• [WHAT NEEDS TO BE DONE]: How many lines in the records below contain the word "open"? Reply with the number alone.

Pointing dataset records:

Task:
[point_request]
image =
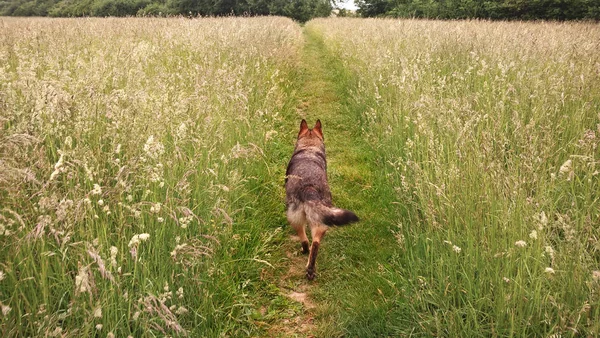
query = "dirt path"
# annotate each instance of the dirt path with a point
(320, 100)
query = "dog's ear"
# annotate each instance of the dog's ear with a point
(303, 128)
(318, 129)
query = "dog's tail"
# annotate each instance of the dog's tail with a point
(330, 215)
(337, 216)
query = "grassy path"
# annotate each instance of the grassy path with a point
(350, 256)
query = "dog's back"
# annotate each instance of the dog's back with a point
(308, 197)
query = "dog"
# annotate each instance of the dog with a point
(308, 198)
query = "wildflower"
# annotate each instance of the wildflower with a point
(181, 310)
(155, 208)
(270, 134)
(97, 189)
(533, 234)
(69, 142)
(181, 131)
(82, 283)
(566, 169)
(521, 244)
(5, 309)
(153, 149)
(113, 256)
(57, 167)
(542, 220)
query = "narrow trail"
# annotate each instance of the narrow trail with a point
(352, 165)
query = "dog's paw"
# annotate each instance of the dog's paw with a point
(305, 249)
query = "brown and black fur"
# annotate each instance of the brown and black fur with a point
(308, 198)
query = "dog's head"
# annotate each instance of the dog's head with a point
(310, 137)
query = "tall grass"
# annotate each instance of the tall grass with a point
(489, 133)
(132, 169)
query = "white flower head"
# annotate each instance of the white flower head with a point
(5, 309)
(533, 234)
(521, 244)
(153, 148)
(567, 170)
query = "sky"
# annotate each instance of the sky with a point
(347, 4)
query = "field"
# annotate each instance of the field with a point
(142, 164)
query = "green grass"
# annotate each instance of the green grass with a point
(449, 140)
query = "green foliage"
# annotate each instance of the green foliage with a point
(300, 10)
(489, 9)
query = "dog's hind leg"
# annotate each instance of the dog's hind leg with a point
(317, 230)
(297, 220)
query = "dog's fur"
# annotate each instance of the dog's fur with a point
(308, 198)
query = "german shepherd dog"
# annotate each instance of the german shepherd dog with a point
(308, 198)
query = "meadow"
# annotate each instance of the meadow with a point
(142, 163)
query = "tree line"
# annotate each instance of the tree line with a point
(483, 9)
(300, 10)
(304, 10)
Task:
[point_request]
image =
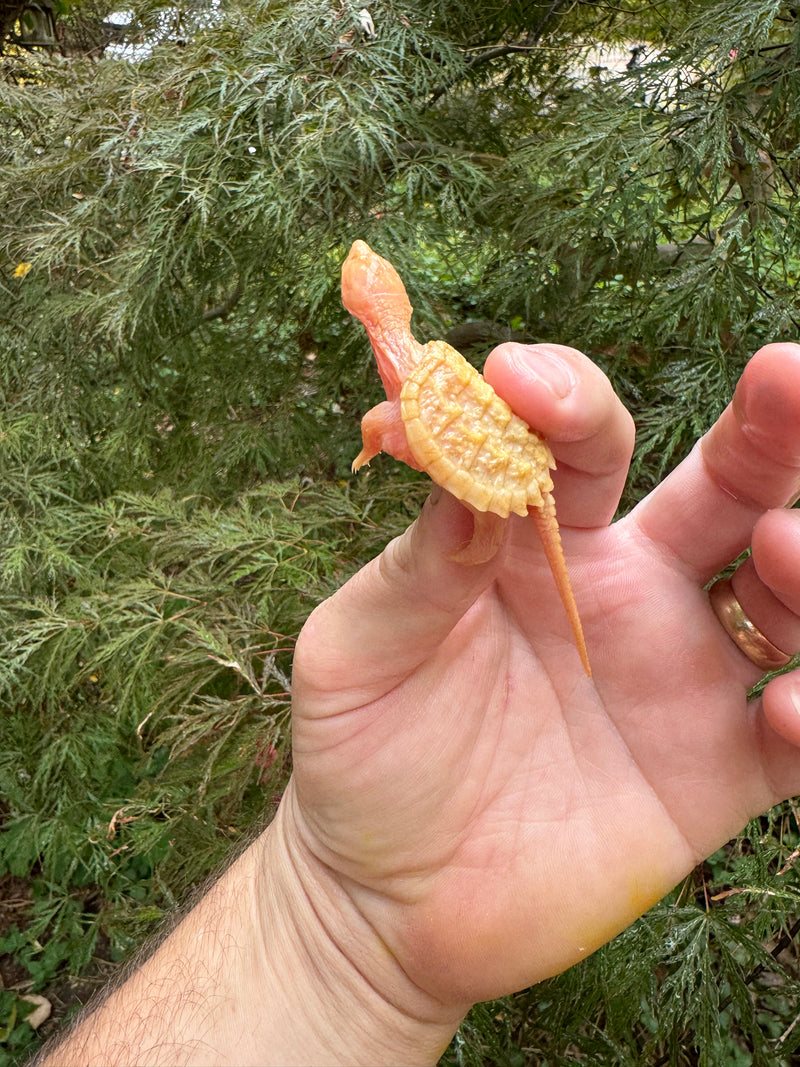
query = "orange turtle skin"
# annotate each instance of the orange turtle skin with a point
(443, 417)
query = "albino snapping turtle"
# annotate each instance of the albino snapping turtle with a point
(443, 417)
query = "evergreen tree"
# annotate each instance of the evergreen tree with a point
(180, 395)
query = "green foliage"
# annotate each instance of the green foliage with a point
(180, 388)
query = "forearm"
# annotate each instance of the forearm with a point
(260, 972)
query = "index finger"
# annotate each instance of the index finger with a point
(568, 399)
(748, 463)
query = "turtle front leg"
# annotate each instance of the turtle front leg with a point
(383, 431)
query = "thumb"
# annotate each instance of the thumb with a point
(392, 616)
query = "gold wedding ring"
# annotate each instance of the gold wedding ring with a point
(741, 631)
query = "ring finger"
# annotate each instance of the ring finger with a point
(767, 585)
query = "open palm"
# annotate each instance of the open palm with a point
(494, 814)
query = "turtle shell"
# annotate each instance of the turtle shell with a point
(468, 440)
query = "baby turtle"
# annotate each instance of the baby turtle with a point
(443, 417)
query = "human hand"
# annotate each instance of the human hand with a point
(493, 815)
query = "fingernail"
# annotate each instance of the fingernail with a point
(546, 365)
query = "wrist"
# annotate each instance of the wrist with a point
(342, 994)
(273, 967)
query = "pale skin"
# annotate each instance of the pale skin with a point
(468, 813)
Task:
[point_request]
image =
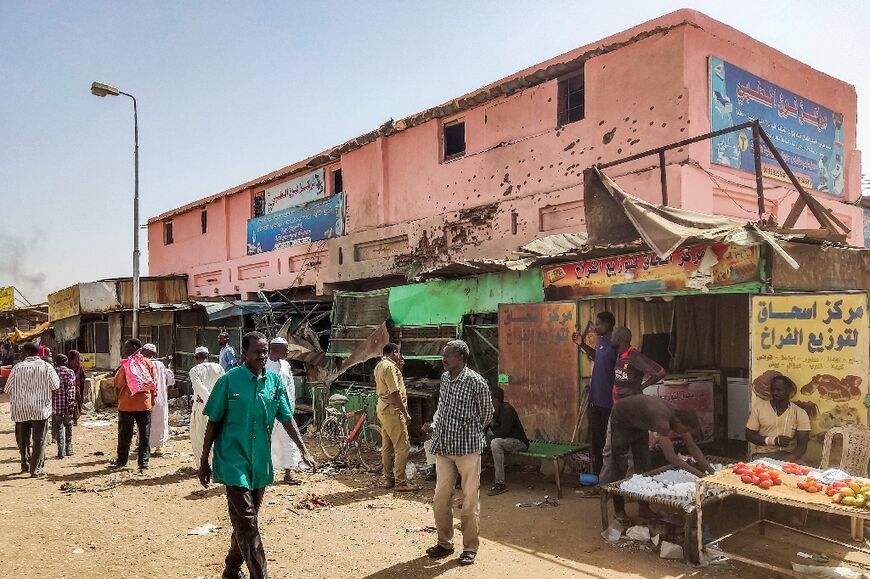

• [CORRECT RESULT]: 2